- DATA EXTRACT:
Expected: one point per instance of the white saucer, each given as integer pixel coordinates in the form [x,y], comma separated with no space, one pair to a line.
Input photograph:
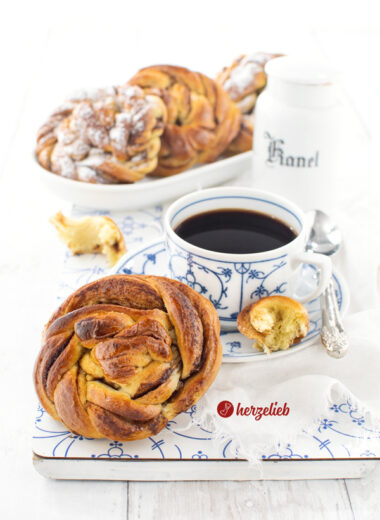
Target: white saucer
[153,259]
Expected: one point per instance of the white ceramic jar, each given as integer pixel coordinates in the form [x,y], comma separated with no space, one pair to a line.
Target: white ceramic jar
[296,136]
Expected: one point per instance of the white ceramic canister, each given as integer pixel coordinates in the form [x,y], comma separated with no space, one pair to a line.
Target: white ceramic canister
[296,135]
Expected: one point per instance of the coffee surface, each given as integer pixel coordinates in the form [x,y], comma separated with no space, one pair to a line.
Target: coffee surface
[235,231]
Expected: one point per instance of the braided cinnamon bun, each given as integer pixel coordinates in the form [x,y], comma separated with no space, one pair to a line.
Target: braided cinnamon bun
[202,120]
[244,79]
[125,354]
[106,136]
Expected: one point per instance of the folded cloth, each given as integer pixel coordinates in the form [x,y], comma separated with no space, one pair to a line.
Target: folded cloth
[308,382]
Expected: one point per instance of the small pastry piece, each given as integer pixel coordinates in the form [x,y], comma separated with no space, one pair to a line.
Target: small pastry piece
[97,234]
[125,354]
[275,322]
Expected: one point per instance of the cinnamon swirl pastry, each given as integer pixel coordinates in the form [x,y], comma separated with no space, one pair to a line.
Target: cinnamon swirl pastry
[202,120]
[104,136]
[125,354]
[244,79]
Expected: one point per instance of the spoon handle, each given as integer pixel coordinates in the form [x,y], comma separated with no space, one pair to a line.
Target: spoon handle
[333,335]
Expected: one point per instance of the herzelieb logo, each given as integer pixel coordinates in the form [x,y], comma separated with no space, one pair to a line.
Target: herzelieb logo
[225,409]
[278,157]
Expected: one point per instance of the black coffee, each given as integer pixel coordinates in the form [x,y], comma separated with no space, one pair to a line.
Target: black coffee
[235,231]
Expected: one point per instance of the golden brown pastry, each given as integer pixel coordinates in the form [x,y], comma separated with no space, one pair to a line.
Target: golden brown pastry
[202,120]
[105,136]
[125,354]
[274,322]
[97,234]
[244,79]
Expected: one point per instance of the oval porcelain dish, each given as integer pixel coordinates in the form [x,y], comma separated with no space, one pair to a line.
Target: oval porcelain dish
[147,192]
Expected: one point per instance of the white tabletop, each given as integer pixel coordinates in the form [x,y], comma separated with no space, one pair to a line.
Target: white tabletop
[49,50]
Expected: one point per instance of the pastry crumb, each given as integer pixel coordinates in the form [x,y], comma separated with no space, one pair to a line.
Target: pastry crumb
[97,234]
[274,322]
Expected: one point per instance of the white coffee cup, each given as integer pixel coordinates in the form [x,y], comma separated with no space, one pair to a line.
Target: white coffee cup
[231,281]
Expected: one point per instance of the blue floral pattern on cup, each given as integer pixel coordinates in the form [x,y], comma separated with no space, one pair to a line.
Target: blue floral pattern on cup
[254,278]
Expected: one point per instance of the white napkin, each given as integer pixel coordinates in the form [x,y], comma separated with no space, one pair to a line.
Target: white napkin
[308,382]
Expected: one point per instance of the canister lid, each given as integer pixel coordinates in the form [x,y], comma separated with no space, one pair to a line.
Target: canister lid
[299,71]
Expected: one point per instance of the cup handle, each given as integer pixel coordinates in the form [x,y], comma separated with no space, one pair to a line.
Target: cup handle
[324,266]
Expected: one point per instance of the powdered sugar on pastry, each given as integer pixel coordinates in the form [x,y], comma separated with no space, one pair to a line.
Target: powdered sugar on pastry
[108,135]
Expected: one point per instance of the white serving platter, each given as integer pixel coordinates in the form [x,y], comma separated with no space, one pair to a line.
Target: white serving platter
[147,192]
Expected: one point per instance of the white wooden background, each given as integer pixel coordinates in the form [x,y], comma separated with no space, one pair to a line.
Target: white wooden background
[49,48]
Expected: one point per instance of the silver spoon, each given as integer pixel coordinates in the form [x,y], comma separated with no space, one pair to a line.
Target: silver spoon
[325,237]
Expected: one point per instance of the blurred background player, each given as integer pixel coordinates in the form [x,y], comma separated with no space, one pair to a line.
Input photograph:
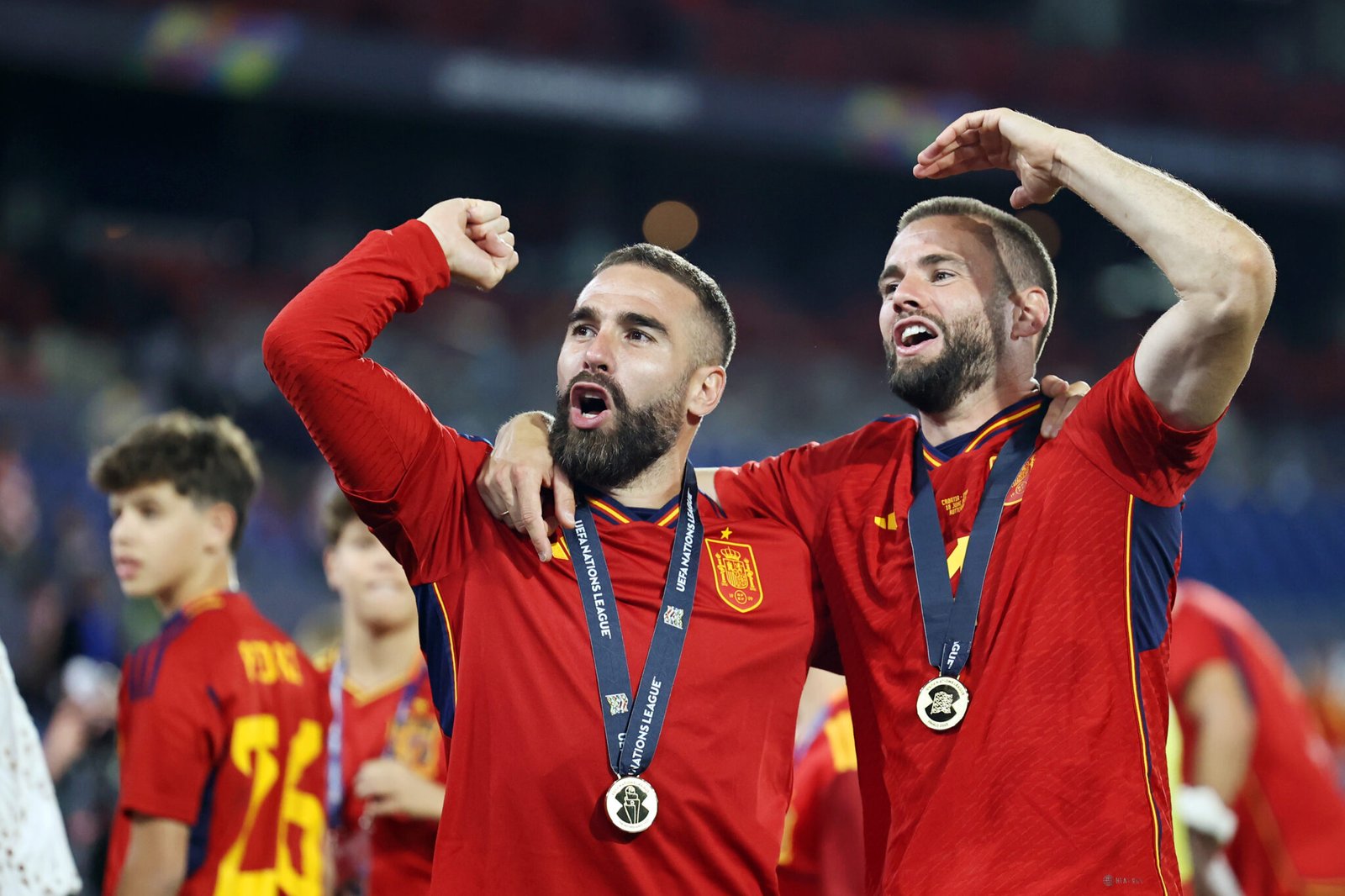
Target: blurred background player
[822,853]
[1259,779]
[221,717]
[387,763]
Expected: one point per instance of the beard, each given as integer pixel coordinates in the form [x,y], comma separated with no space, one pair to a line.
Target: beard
[970,354]
[615,455]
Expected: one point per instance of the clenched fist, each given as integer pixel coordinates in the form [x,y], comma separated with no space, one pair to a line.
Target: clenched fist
[475,239]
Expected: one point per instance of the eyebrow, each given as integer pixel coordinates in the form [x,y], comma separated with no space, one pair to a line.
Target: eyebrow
[627,319]
[932,260]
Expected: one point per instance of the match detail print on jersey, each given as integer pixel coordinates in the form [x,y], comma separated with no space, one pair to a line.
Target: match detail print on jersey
[950,625]
[631,739]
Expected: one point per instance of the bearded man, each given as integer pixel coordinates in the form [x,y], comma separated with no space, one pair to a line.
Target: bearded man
[1001,604]
[562,777]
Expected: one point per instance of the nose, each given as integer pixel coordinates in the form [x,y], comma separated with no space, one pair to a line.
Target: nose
[908,295]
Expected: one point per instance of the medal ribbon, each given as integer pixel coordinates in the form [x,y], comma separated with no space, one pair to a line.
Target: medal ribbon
[950,625]
[632,730]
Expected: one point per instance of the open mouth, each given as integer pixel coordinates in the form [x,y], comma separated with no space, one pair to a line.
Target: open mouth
[589,405]
[912,335]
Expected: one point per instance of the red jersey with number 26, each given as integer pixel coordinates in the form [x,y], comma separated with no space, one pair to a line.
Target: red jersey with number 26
[1055,781]
[221,721]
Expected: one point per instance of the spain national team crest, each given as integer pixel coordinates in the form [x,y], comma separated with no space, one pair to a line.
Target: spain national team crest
[1020,483]
[736,575]
[414,743]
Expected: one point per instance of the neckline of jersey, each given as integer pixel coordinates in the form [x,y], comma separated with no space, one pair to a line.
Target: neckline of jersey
[1001,423]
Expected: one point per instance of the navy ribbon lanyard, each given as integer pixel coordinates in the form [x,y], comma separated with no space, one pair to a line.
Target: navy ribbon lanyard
[634,728]
[950,625]
[335,696]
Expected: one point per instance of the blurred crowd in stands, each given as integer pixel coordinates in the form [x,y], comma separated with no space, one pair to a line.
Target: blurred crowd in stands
[145,241]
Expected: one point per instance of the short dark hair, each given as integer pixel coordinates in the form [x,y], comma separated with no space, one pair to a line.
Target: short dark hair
[1022,257]
[335,515]
[703,284]
[206,461]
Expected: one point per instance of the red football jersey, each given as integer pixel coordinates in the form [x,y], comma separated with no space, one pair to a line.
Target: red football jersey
[506,640]
[221,721]
[824,833]
[1290,835]
[1055,781]
[396,853]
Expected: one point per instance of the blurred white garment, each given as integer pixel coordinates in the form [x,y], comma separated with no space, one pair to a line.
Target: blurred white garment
[34,851]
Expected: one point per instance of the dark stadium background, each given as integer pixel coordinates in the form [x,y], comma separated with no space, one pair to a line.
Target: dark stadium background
[171,175]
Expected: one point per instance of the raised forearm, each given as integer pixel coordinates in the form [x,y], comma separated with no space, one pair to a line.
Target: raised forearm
[1227,730]
[1207,253]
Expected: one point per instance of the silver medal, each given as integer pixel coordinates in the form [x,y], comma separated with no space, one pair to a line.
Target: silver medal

- TASK:
Set down every entry word for word, but omit the pictures.

- RESPONSE:
Expected: one point per instance of the white saucer, each given as integer pixel coordinates in the form [x,y], comma separated with no space, one pair to a line.
Input photograph:
Target: white saucer
[153,259]
Expected: one point per instance of the white ceramic jar, each given as integer pixel coordinates in the form [x,y], comma separated with no space, one pair to a line.
Target: white ceramic jar
[296,136]
Expected: one point per instance of the white ceramic canister, each given as integer pixel coordinates in the form [x,y], comma separated with no space, one pair to a line.
Target: white ceramic canister
[296,135]
Expected: one point per instance of the coffee surface, each given as integer pixel coordinates in the form [x,y], comma separated with no space, one pair to a line.
Target: coffee surface
[235,231]
Expected: one point per instance of the braided cinnamon bun, each given as integer pixel coordinates in the form [x,y], comma separated with no space, one pair to a line.
Target: braided cinnamon bun
[202,120]
[244,79]
[125,354]
[106,136]
Expected: one point per instance of the folded cloth, each given as integer pixel coordinates in the form [x,y], comma separated with no space, one pair to a line.
Target: folded cloth
[308,382]
Expected: one point per instance of the small pastry piece, each given as integer pixel coordinates in the form [x,y], comma separated with no space, one pair to a line.
Target: small pastry piece
[97,234]
[125,354]
[275,322]
Expected: one point per instance of the cinnamon swirl pastry, each given as integer pixel coordinates in the form [x,y], comma separated with no space, one pair to a line.
Target: cinnamon swirl pastry
[202,120]
[104,136]
[125,354]
[244,79]
Expected: one point per instance of the spoon handle, each given as integer pixel coordinates in the form [x,y], comma separated with no space, one pair to a line.
Target: spoon handle
[333,335]
Expected: one point per instance of the herzelieb logo, each given as integer pixel coordinates in the form [x,y], comma separated with no space, one pair to a line.
Target: herzelieb logo
[225,409]
[278,157]
Expected: one point per instance of the black coffee, each given as integer pixel coordinates in the form [x,y], comma separated with no space, one pair to a line.
Target: black coffee
[235,231]
Expected: one point per instance of the golden brown pastry, each given as integer pixel coordinates in the form [x,y], comma separated with no space, one pair to a line.
Target: golden brown pastry
[202,120]
[105,136]
[125,354]
[274,322]
[97,234]
[244,79]
Expected: one point per instance of the oval porcelain dish, each given as integer pixel coordinates in the form [x,y], comma separated with no space, one pair to a line.
Target: oval porcelain dish
[147,192]
Expected: one point per instance of the white tabletop, each given as integer pixel coordinates in the form [x,y], comma separated with no space, one pair to a line.
Target: white tabletop
[49,50]
Expected: one point per instance of the pastry crumb, each given as integer pixel coordinates in the form [x,y], comma separated with no space, one pair to a line.
Target: pastry crumb
[97,234]
[274,322]
Expected: one point per instance of the white coffee cup, each given as integer pixel coordinates in the form [x,y], comma separated with no space, one pair to a line.
Target: white coffee cup
[231,281]
Expected: one point per instance of the blue floral pattern on cup, each given as integer pixel coordinates in the form [x,y], comma separated with no space, one pair to a line.
Target: blue floral pattern on cup
[254,278]
Expected: one point per instance of the white napkin, each given as integer pixel coordinates in the form [x,y], comma separated with no space, one pair to a line.
Target: white napkin
[308,382]
Expected: one point per instance of the canister lid, each given as integer pixel coordinates in the form [x,y], comma separated with no space, one pair to a line.
Target: canister lid
[299,71]
Expected: one point per instance of the cup handle, each given as integer pixel coordinates in the form [x,y], comma separated with no space, one pair to a line.
Target: cup handle
[324,266]
Expected: one point per instance of the powdered sugar on pastry, each given as integer pixel coordinates in the form [x,y], comma separated with no space, one pair to a line.
Target: powdered sugar on pastry
[108,135]
Expected: one point per instance of the white serving platter, each given as integer pixel coordinates in the form [x,y], comma separated with no space, one pair to a line.
Target: white serving platter
[147,192]
Expected: one point per instance of the white wooden background, each given as integer pixel coordinates in the form [x,y], comma separated with no space, one pair to a line.
Target: white wooden background
[49,48]
Expected: one point per instance of the silver spoon, each given as integer pixel coordinates in the form [x,y], comma separated with no space, one pair to a line.
Target: silver spoon
[325,237]
Expected: one point per instance of the blurred background player, each given as integer pixel coordinates in the form [x,y], comma separated with no space, one pair to a line.
Input photograph:
Target: blurred background player
[822,853]
[1259,779]
[221,717]
[387,763]
Expected: one point per instance of the beard, each given as integer pixel coordinates in the form [x,y], comma separated with no space, one pair to a line.
Target: beard
[970,354]
[615,455]
Expected: one point per instance of the clenched fist, each given as integer pixel coordinates in the form [x,y], comma separated with no space, one pair to a line.
Target: clenched fist
[475,239]
Expected: one point per instance of the eyebrow, each given as integer pixel coordinates in the form [x,y], comma separated with no space, one pair to a line.
Target: eyebrow
[627,319]
[932,260]
Expected: one point per instance of the match detail print on jersey, each given as integer pixel coordinates in the form [x,y], comma separated with no space, one pair to a line.
Target: match detail print on jersey
[950,625]
[631,739]
Expected: one point per instance of the bearded man, each given as integer pixel coordinates in the form [x,y], comma separated with no space, one pair to a line.
Target: bearded man
[1001,604]
[562,777]
Expected: one point per instance of the nose, each given as integer pixel coordinates in the form [x,y], comma separated with no space, one pair to a line.
Target: nose
[908,295]
Expected: one point per instance of the medal ribbon, each given as integer pixel coordinates in the form [x,y], comma separated with no space, one pair to a line.
Target: medal ribbon
[950,625]
[632,730]
Expected: one point per instance of the open mouth, each given as integer pixel coordinates in the form [x,y], comma separated with no space, one pair to a line.
Target: open mouth
[589,405]
[912,335]
Expected: one point per instance of the red jersey with number 26, each given as integer pixel coordinates in the form [x,y], comma separated with no space, one pair to a line.
Target: red jersey with number 26
[1055,781]
[221,721]
Expected: one point per instance of the spain national team crest, each given as integer pixel coordinates in the form [x,y], comma separated with no space, one pair to a line.
Target: spain national team crest
[1020,483]
[736,575]
[414,743]
Expected: one point per instance of the neckline of jersey, each given as integer pixel coordinates in the form [x,y], comma separated with no space, one pair to a line.
Target: neckline of jersey
[1001,423]
Expected: one point per instance of the navy ribbon lanyard, each given as integer pixel coordinates in the form [x,y], comma separated with no space, one pair to a line.
Target: navy ribbon lanyard
[634,728]
[950,625]
[335,696]
Expected: one point per instance of the blurred crowd in stands, each given as integer pixel coordinates in the form [x,y], comma separated with no space, one pair to a line.
Target: blurred crowd in stands
[145,241]
Expected: one point per instance of the short dark hair, each given as integer pixel coordinates in the form [x,y], comma separated with no space, one pair to a line.
Target: short dark hair
[1022,257]
[335,515]
[703,284]
[206,461]
Expected: one point per instance of the red football jersey, each given as integer pixel coordinates in the form [x,y], comma separated with no space, one pair to a line.
Target: red football jersey
[506,640]
[221,721]
[824,833]
[1290,835]
[1055,781]
[396,853]
Expected: one point per instance of the blurred white garment, each given as integer pixel coordinates in the form [x,y], comma separated with no space, one pair to a line.
Target: blurred white garment
[34,851]
Expected: one point per instance of the dark stadium background, each given as integer pixel coordinates in the form [x,y], comma separated with no space, one pair to a line.
Target: dark stadium background
[171,175]
Expected: one point per instance of the raised forearm, each given as integer pixel coordinates in the form [x,y], comma separated with no space, one pair to a line.
Target: raised forearm
[1227,730]
[1207,253]
Expected: one point per instance of the silver medal, each given as integer pixel coordinates in the form [x,y], comma separated with no space, one pair to a line.
Target: silver medal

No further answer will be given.